Selected passage:
-.-.-
An RPG character system is a natural fit for OOP: every character shares a common base (health, level, attack) but each class (Warrior, Mage, Archer) has a unique special ability. Inheritance captures the shared structure, and polymorphism lets the combat engine call character.special_ability() without caring which type it is -- the right behavior fires automatically.

Overview

Build a complete RPG (Role-Playing Game) character system using inheritance and polymorphism.

Objectives

  • Design a class hierarchy for different character types
  • Implement combat mechanics using polymorphism
  • Create character abilities and skills
  • Manage character stats and leveling

Requirements

1. Base Character Class

Create an abstract Character class with:

  • Attributes: name, level, health, max_health, attack, defense, experience
  • Methods:
  • take_damage(amount) - reduce health, check if alive
  • heal(amount) - restore health (max = max_health)
  • is_alive() - return True if health > 0
  • gain_experience(amount) - add XP, level up if threshold reached
  • level_up() - increase stats when leveling up
  • get_stats() - return character statistics
  • Abstract method: special_ability() - unique to each character type

2. Character Classes

Implement these character types:

Warrior

  • High health and defense
  • Moderate attack
  • Special ability: "Power Strike" - deals 2x attack damage
  • Gains +10 health, +3 attack, +2 defense per level

Mage

  • Low health and defense
  • High attack (magical)
  • Special ability: "Fireball" - deals 3x attack damage but costs health
  • Gains +5 health, +5 attack, +1 defense per level

Rogue

  • Moderate health
  • High attack
  • Low defense
  • Special ability: "Backstab" - deals 2.5x attack damage, 30% chance to dodge next attack
  • Gains +7 health, +4 attack, +1 defense per level

Healer

  • Moderate health
  • Low attack
  • Moderate defense
  • Special ability: "Holy Light" - heals self for 50% max health
  • Gains +8 health, +2 attack, +3 defense per level

Avoiding Hardcoded Stats

Rather than hardcoding stat growth values (e.g., +10 health, +3 attack per level) directly in each subclass, consider loading them from a data structure such as a dictionary or configuration file. This separates game data from game logic, making it easy to rebalance characters without modifying class code. This is the data-driven design pattern used in real game engines.
-.-.-
(Segmentation labeling entries)
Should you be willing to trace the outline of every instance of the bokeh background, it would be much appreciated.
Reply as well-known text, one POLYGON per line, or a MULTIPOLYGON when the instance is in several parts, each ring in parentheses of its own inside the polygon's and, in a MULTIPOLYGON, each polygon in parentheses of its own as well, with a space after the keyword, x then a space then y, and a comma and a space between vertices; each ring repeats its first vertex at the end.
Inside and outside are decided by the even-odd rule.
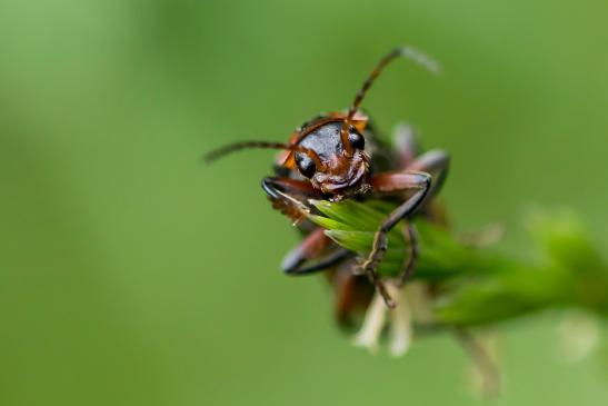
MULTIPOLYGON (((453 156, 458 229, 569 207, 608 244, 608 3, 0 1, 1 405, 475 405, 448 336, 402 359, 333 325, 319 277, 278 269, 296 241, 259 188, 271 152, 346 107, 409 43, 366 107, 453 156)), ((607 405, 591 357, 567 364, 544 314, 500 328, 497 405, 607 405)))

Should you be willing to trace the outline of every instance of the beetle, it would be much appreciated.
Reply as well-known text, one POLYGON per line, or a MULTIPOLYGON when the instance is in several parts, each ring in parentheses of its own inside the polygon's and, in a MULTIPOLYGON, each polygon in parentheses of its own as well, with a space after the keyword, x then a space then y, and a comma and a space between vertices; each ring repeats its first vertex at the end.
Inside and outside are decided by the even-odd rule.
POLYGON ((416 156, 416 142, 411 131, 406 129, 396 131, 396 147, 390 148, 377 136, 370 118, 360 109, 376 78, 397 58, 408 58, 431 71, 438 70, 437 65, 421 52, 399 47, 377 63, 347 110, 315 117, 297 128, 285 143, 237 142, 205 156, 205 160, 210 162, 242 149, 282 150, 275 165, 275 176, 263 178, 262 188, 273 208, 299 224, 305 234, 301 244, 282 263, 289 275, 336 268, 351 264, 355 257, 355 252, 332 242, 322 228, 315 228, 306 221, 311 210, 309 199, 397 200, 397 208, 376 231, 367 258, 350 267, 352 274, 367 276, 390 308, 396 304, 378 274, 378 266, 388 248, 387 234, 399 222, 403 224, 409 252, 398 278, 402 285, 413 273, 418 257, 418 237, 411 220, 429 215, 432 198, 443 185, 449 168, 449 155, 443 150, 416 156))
-.-.-
What to work on:
1. Translate this sentence from the RPG character passage into Spanish: "This separates game data from game logic, making it easy to rebalance characters without modifying class code."
2. Format the lines of the entries as a numbered list, beginning at the line that contains "beetle, it would be much appreciated." and continuing through the end of the entries, with blank lines left out.

Results of the exercise:
1. Esto separa los datos del juego de la lógica del juego, lo que facilita reequilibrar los personajes sin modificar el código de las clases.

2.
1. Should you be willing to trace the outline of every instance of the beetle, it would be much appreciated.
2. Reply as well-known text, one POLYGON per line, or a MULTIPOLYGON when the instance is in several parts, each ring in parentheses of its own inside the polygon's and, in a MULTIPOLYGON, each polygon in parentheses of its own as well, with a space after the keyword, x then a space then y, and a comma and a space between vertices; each ring repeats its first vertex at the end.
3. Inside and outside are decided by the even-odd rule.
4. POLYGON ((416 156, 416 142, 411 131, 406 129, 396 131, 396 147, 390 148, 377 136, 370 118, 360 109, 376 78, 397 58, 408 58, 431 71, 438 70, 437 65, 421 52, 399 47, 377 63, 347 110, 315 117, 297 128, 285 143, 237 142, 205 156, 205 160, 210 162, 242 149, 282 150, 275 165, 275 176, 263 178, 262 188, 273 208, 299 224, 305 234, 301 244, 282 263, 289 275, 336 268, 351 264, 355 257, 355 252, 332 242, 322 228, 315 228, 306 221, 311 210, 309 199, 397 200, 397 208, 376 231, 367 258, 350 267, 352 274, 367 276, 390 308, 396 304, 378 274, 378 266, 388 248, 387 234, 399 222, 403 224, 409 252, 398 278, 402 285, 413 273, 418 257, 418 237, 411 220, 429 215, 432 198, 443 185, 449 168, 449 155, 443 150, 416 156))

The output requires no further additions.